__To do__.
Report how many lines in the rows below contain the string "water", matching case exactly. Give only the number.

>> Begin

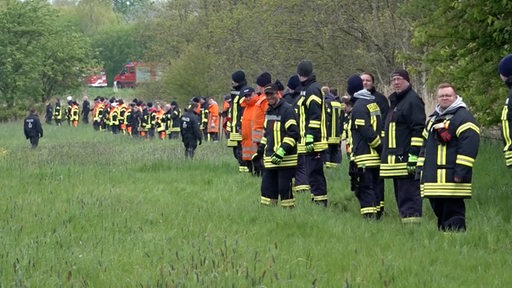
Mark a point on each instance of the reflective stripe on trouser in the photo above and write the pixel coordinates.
(450, 212)
(278, 183)
(408, 199)
(301, 179)
(366, 192)
(316, 177)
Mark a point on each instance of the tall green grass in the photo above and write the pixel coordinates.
(92, 209)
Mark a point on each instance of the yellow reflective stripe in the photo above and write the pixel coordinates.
(508, 158)
(441, 155)
(392, 135)
(368, 210)
(466, 126)
(447, 189)
(375, 142)
(288, 202)
(314, 123)
(505, 127)
(277, 135)
(465, 160)
(268, 201)
(359, 122)
(289, 123)
(416, 141)
(289, 141)
(312, 98)
(425, 133)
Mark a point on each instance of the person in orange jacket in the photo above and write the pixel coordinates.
(213, 120)
(259, 117)
(249, 147)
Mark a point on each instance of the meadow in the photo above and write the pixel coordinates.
(92, 209)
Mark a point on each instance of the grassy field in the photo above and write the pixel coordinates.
(91, 209)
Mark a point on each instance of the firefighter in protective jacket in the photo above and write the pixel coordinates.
(505, 70)
(402, 143)
(452, 137)
(365, 126)
(278, 148)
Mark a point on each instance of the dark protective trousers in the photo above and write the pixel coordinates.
(450, 212)
(366, 192)
(190, 143)
(34, 141)
(408, 198)
(332, 154)
(316, 177)
(277, 183)
(301, 179)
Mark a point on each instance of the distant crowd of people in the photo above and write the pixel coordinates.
(288, 133)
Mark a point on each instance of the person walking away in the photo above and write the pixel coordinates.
(57, 113)
(383, 103)
(366, 145)
(49, 112)
(316, 142)
(86, 109)
(32, 128)
(293, 96)
(213, 120)
(175, 115)
(258, 126)
(249, 147)
(238, 83)
(333, 112)
(447, 157)
(190, 133)
(278, 148)
(401, 146)
(505, 70)
(75, 113)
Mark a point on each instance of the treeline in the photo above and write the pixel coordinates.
(47, 47)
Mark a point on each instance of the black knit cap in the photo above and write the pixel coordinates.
(305, 68)
(293, 82)
(354, 84)
(238, 76)
(505, 66)
(264, 79)
(402, 73)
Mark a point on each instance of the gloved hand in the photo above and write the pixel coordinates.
(259, 153)
(309, 143)
(354, 176)
(443, 135)
(411, 164)
(378, 149)
(277, 157)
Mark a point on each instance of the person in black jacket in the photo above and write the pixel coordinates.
(49, 112)
(86, 109)
(293, 97)
(505, 70)
(383, 103)
(402, 143)
(190, 133)
(452, 138)
(32, 128)
(278, 148)
(365, 129)
(315, 134)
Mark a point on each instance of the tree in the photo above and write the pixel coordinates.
(24, 25)
(41, 56)
(463, 42)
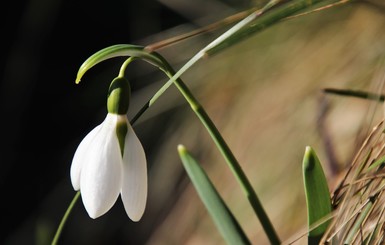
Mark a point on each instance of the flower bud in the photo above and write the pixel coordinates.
(119, 95)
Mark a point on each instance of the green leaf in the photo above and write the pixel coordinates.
(317, 195)
(225, 221)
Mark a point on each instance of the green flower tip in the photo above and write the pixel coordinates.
(119, 95)
(182, 150)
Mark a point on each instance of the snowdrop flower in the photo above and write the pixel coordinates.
(110, 161)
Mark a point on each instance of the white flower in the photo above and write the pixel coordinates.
(102, 171)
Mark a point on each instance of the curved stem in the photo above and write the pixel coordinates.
(64, 219)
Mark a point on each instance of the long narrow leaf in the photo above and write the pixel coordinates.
(225, 221)
(317, 195)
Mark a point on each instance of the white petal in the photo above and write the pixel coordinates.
(134, 188)
(79, 158)
(101, 176)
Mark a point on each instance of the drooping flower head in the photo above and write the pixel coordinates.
(110, 160)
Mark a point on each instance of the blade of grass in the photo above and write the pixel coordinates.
(225, 221)
(317, 195)
(355, 93)
(353, 232)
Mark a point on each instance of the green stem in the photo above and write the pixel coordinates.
(64, 219)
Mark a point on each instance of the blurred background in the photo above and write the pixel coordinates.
(264, 94)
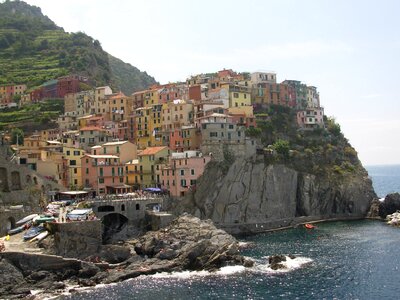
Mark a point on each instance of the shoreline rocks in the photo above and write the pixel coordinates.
(188, 243)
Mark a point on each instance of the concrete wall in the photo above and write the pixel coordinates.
(77, 239)
(134, 208)
(20, 186)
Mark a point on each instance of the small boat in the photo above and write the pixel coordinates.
(16, 230)
(34, 231)
(26, 219)
(309, 226)
(43, 219)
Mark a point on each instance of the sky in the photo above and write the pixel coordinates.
(349, 50)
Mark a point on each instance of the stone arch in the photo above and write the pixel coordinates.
(15, 180)
(10, 223)
(4, 180)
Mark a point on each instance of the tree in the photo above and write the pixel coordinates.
(17, 136)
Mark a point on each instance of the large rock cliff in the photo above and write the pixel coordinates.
(254, 195)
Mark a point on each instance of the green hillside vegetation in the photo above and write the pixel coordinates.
(32, 117)
(33, 49)
(127, 80)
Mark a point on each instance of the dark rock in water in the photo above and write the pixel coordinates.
(114, 254)
(187, 243)
(275, 261)
(37, 276)
(193, 244)
(9, 274)
(374, 209)
(88, 270)
(390, 205)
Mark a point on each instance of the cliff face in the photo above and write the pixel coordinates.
(254, 192)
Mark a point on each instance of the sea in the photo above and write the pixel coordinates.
(336, 260)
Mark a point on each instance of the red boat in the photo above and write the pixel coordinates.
(309, 226)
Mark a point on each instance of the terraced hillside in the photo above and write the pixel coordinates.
(33, 49)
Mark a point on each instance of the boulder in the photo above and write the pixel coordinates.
(114, 254)
(10, 276)
(275, 261)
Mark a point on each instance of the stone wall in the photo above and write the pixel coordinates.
(77, 239)
(22, 187)
(219, 149)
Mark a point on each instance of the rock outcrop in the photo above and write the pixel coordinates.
(390, 205)
(188, 243)
(253, 193)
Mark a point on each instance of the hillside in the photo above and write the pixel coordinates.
(296, 176)
(33, 49)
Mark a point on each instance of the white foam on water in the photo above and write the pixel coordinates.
(289, 265)
(181, 275)
(229, 270)
(224, 271)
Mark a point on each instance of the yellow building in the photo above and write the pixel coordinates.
(176, 114)
(74, 173)
(151, 161)
(133, 175)
(238, 95)
(120, 106)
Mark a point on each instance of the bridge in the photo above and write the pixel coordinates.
(121, 213)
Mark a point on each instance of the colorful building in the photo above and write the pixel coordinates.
(74, 173)
(151, 161)
(180, 175)
(104, 174)
(310, 118)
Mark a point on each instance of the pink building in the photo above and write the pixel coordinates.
(182, 172)
(105, 174)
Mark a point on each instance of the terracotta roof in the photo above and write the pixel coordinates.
(151, 150)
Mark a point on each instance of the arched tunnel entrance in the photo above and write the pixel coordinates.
(10, 223)
(113, 224)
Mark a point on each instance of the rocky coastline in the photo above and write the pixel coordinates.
(188, 243)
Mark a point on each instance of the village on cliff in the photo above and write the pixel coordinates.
(161, 138)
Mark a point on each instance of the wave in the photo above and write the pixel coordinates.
(290, 264)
(260, 266)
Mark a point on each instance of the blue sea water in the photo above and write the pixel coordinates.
(337, 260)
(385, 179)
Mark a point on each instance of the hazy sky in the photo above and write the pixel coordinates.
(350, 50)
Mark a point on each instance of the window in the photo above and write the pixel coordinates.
(213, 134)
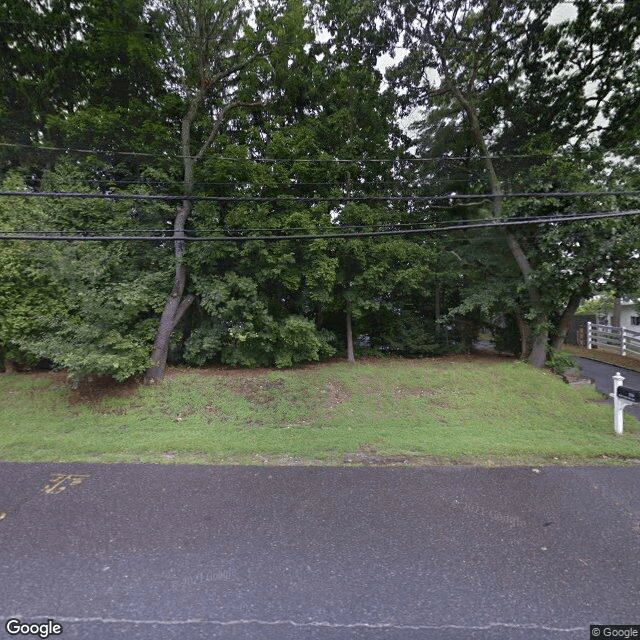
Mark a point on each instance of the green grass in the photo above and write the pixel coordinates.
(464, 410)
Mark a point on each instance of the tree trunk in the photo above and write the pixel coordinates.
(351, 359)
(617, 312)
(525, 336)
(565, 322)
(538, 355)
(9, 366)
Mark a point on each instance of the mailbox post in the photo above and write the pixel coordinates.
(622, 397)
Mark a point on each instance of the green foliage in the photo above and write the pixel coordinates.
(87, 307)
(558, 361)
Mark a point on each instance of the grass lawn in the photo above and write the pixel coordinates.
(459, 409)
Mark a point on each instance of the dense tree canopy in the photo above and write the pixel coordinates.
(288, 116)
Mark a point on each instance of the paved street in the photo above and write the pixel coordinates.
(150, 551)
(602, 374)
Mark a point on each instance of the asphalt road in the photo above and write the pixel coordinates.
(602, 374)
(195, 552)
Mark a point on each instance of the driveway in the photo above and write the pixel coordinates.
(195, 552)
(602, 375)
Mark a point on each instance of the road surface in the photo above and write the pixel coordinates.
(194, 552)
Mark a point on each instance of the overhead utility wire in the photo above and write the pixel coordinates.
(310, 160)
(341, 198)
(365, 234)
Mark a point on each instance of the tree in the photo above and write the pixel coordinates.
(210, 44)
(481, 72)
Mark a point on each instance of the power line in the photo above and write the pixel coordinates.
(509, 222)
(317, 199)
(412, 159)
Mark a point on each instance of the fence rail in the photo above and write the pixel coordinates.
(602, 336)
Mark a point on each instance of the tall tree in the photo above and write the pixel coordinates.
(479, 72)
(211, 43)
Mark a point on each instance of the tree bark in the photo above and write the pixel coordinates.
(176, 306)
(351, 359)
(617, 312)
(525, 336)
(538, 355)
(565, 322)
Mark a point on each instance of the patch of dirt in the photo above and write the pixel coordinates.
(367, 455)
(336, 394)
(258, 390)
(411, 392)
(94, 389)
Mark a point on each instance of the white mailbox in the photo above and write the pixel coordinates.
(622, 397)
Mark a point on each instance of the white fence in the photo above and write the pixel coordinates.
(624, 341)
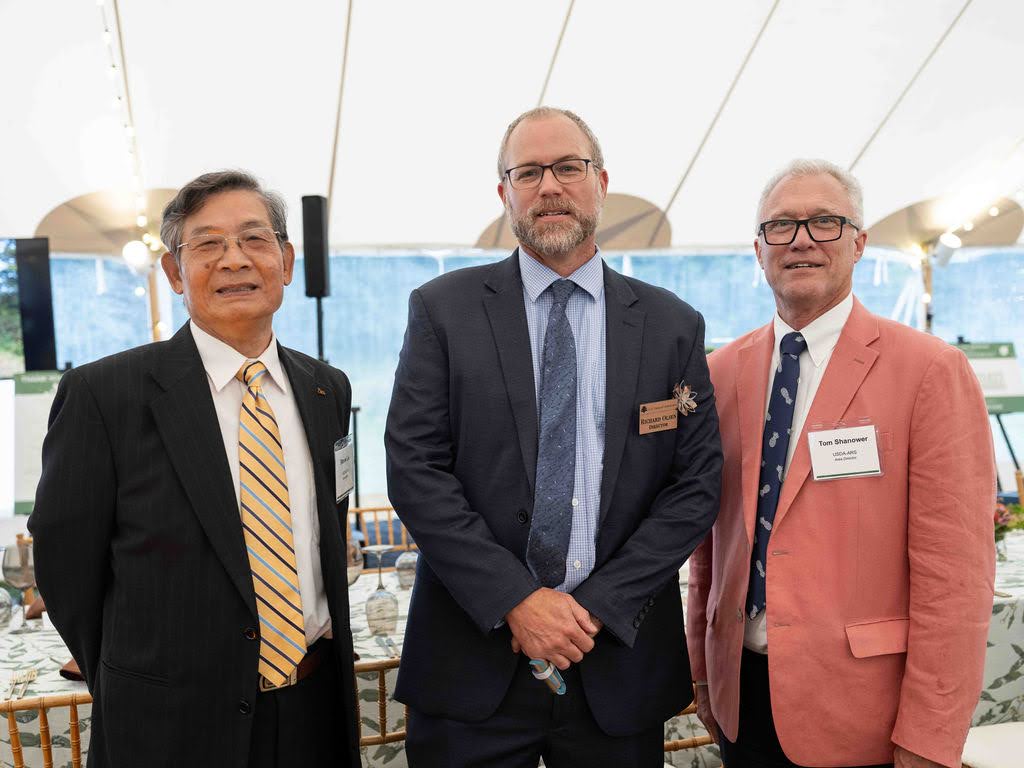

>> End

__Right answer__.
3